TO DO »
Extract from the items below every line that contains the string "Target". Matching is case-sensitive.

RECORD EXCERPTS »
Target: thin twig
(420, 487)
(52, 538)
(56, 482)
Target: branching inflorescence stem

FULL RESPONSE »
Target: thin twig
Target: branching inflorescence stem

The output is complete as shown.